WHAT THE TASK REQUIRES
In the parenting blog excerpt below, what age does the writer give as a new mother?
───── EXTRACT ─────
I can hope to give her good skills for life, but I can't give her my genes, my laugh, or any of the good things in my own heritage. I feel bad for the strange way we have to graft her into the family tree. As much as I love her as if she were my own flesh, her history diverges from mine in strange ways and travels back through unknown destinations.
I love her, but she isn't all the way mine yet. There is always the chance that the courts will make a drastic reversal and I could lose her forever, and I would never know what happened to her. I'm jealous that I have to face that fear through no fault of my own. I'm a good parent to A, but I'm not blood, and blood trumps a lot. It doesn't matter how good of a person I am or how good my intentions are. It is going to turn out how it turns out, and I have to wait and see if I get to be a real, legal mom.
Friday, February 8, 2008
What I need

As a 39 year old new mother, it is pretty safe to say that I have special needs. Combining new parent insomnia with peri-menopausal symptoms and graying hair would be enough to drive anyone batty. Trying to smear differrent creams on my nascent crow's feet and potty training a recalcitrant toddler just don't go together. How am I supposed to conduct my midlife crisis properly under these conditions?
───── DATA SECTION ─────
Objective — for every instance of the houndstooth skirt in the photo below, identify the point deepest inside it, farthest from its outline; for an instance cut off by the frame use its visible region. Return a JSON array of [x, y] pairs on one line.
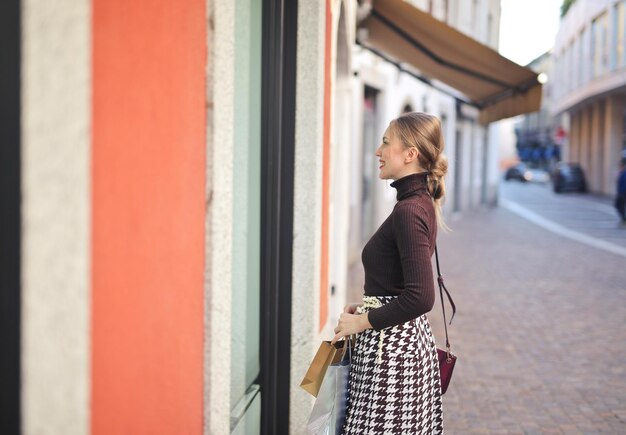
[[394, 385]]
─────
SOLUTION TO THE PROBLEM
39 years old.